▶ [DOCUMENT EXCERPT]:
_ _ _ _

On February 23, 2005, the Board of Directors of the Earl Scheib, Inc. (the “Company”) unanimously approved a resolution to voluntarily withdraw the Capital Stock, $1.00 par value per share, of the Company (the “Capital Stock”) from listing on The American Stock Exchange LLC (the “AMEX”). Pursuant to the action of the Board of Directors, on the same date the Company delivered notice to the AMEX of the Company’s intent to delist the Capital Stock pursuant to Rule 18 of the AMEX and submitted an application for delisting to the Securities and Exchange Commission (the “SEC”). .
The Company does not intend to seek an alternate listing of the Capital Stock. However, it anticipates that its Capital Stock will be quoted on the Pink Sheets®, a centralized electronic quotation service for over-the-counter securities, following delisting from the AMEX and deregistration, to the extent market makers demonstrate an interest in trading in the Capital Stock. However, the Company can give no assurance that trading in its stock will continue in the Pink Sheets or in any other forum.

_ _ _ _

▶ [DATA SHOWN]:

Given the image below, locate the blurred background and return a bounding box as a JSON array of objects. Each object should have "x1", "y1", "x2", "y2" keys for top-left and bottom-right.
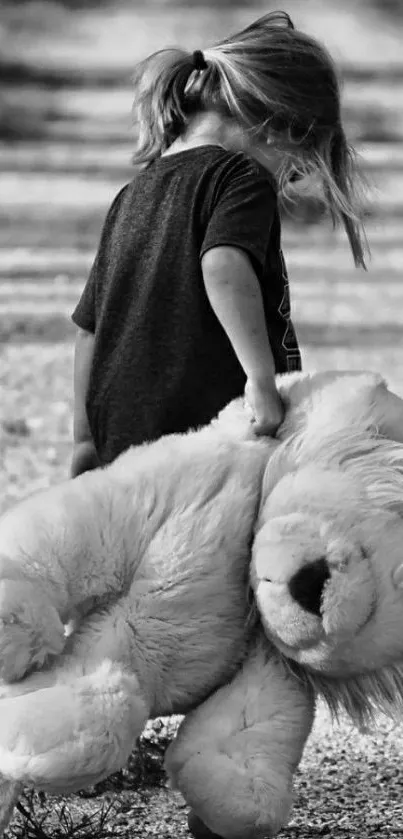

_ _ _ _

▶ [WHAT THIS EXERCISE ASKS]:
• A. In the Earl Scheib delisting notice, on what date did the Board of Directors approve the resolution to withdraw the Capital Stock from the AMEX?
• B. Based on the Earl Scheib delisting notice, answer yes or no to each statement, quoting the words that decide it: (i) The board approved the resolution unanimously. (ii) The Company plans to seek another listing for its Capital Stock. (iii) The Company promises that trading in its stock will continue on the Pink Sheets.
• C. Pick up the Earl Scheib delisting notice after its final sentence and keep writing it.
You won't need the material for any of this.

▶ [FINAL RESULTS]:
• A. February 23, 2005.

• B.
(i) Yes: "unanimously approved a resolution"
(ii) No: "The Company does not intend to seek an alternate listing of the Capital Stock."
(iii) No: "the Company can give no assurance that trading in its stock will continue in the Pink Sheets or in any other forum."

• C.
Statements in this report that are not historical in nature are “forward-looking statements” as defined under the Private Securities Litigation Reform Act of 1995. These statements may be identified by use of words such as “believe,” “expect,” “hope,” “intend,” “estimate,” “anticipate,” “plan,” “will,” “project” and similar expressions, and include statements about the Company’s intent to delist and deregister the Capital Stock and the Company’s expectation that its stock will be traded on the Pink Sheets. Forward-looking statements involve risks and uncertainties that could cause actual results or events to differ materially from the Company’s expectations. Risks and uncertainties affecting the Forward Looking Statements in this report include the Company’s need to secure from the SEC an order granting voluntary withdrawal from the AMEX, the need to comply with SEC regulations in delisting and deregistering the Capital Stock, the fact that trading in the Pink Sheets depends on the actions of market makers and is not within the control of the Company, and the other factors set forth in the Company’s documents filed with the SEC.
Item 7.01 Regulation FD Disclosure.
On February 23, 2005, the Company published a press release announcing the Company’s intent to voluntarily withdraw is Capital Stock from listing on the AMEX, to terminate the Company’s registration under the Securities Exchange Act of 1934, as amended, and to suspend the filing of current and periodic reports. A copy of the press release is furnished as Exhibit 99 to this Current Report on Form 8-K.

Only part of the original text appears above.